--- BEGIN Input data ---
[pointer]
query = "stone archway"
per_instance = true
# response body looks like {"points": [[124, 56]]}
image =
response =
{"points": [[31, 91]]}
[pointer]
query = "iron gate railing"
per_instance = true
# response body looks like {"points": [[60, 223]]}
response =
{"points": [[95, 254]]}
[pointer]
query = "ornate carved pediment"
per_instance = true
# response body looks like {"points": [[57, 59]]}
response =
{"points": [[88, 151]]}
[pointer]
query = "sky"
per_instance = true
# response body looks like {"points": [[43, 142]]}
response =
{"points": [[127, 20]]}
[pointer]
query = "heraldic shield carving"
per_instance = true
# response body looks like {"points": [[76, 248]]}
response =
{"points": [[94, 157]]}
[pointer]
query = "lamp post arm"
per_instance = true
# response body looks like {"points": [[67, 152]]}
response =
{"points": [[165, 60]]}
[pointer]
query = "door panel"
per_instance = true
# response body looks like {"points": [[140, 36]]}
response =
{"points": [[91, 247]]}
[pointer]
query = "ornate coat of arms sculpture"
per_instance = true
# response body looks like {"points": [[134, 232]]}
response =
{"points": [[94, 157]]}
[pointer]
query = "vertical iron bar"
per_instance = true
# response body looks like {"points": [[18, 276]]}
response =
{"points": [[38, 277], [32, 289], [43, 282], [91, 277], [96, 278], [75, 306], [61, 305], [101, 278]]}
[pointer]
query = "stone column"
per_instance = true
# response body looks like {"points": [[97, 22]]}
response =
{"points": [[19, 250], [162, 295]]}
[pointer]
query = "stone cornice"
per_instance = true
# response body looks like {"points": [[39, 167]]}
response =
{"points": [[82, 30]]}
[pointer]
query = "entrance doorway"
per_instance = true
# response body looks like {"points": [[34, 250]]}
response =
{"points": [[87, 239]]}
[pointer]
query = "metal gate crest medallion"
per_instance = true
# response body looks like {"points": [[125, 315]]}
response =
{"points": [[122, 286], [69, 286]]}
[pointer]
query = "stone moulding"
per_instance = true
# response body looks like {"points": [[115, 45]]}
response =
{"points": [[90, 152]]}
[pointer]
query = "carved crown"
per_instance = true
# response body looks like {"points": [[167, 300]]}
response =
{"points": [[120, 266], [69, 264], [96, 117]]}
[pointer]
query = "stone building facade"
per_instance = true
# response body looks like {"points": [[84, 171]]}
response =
--- END Input data ---
Instruction ->
Take the records above and return them exactly as written.

Answer for this exercise ->
[pointer]
query = "stone archway"
per_instance = true
# response body looks like {"points": [[124, 56]]}
image =
response =
{"points": [[31, 91]]}
[pointer]
query = "iron gate railing"
per_instance = true
# response body looks like {"points": [[60, 223]]}
response =
{"points": [[95, 254]]}
[pointer]
query = "ornate carved pediment"
per_instance = true
# response body looks like {"points": [[57, 59]]}
response =
{"points": [[88, 151]]}
[pointer]
query = "sky"
per_instance = true
# response body looks like {"points": [[43, 142]]}
response =
{"points": [[127, 20]]}
[pointer]
query = "heraldic shield carving"
per_instance = true
# response body looks like {"points": [[76, 248]]}
response =
{"points": [[94, 157]]}
[pointer]
query = "lamp post arm"
per_instance = true
# response body looks like {"points": [[67, 152]]}
response =
{"points": [[165, 60]]}
[pointer]
query = "door panel"
per_instance = true
# response body looks like {"points": [[140, 36]]}
response =
{"points": [[91, 247]]}
[pointer]
query = "ornate coat of arms sculpture"
per_instance = true
# response body looks like {"points": [[134, 232]]}
response =
{"points": [[94, 157]]}
[pointer]
query = "vertical iron bar"
per_instance = true
# response body looks like {"points": [[18, 276]]}
response =
{"points": [[38, 277], [32, 289], [43, 282], [91, 277], [96, 278], [75, 306], [61, 305], [101, 278]]}
[pointer]
query = "stone column"
per_instance = true
# response body looks like {"points": [[97, 22]]}
response =
{"points": [[19, 250], [162, 295]]}
[pointer]
query = "stone cornice"
per_instance = true
# response body looks like {"points": [[39, 167]]}
response =
{"points": [[82, 30]]}
[pointer]
query = "entrance doorway"
per_instance = true
# response body looks like {"points": [[34, 250]]}
response =
{"points": [[87, 239]]}
[pointer]
query = "metal gate crest medallion"
per_instance = true
# response body looks like {"points": [[125, 315]]}
response =
{"points": [[122, 286], [69, 286]]}
[pointer]
query = "stone moulding"
per_instance = true
# response body looks like {"points": [[115, 45]]}
response =
{"points": [[90, 152]]}
[pointer]
query = "carved crown"
per_instance = true
# response body looks like {"points": [[167, 300]]}
response =
{"points": [[120, 266], [69, 264], [96, 117]]}
[pointer]
query = "stone building facade"
per_instance = true
# response body looks like {"points": [[84, 171]]}
response =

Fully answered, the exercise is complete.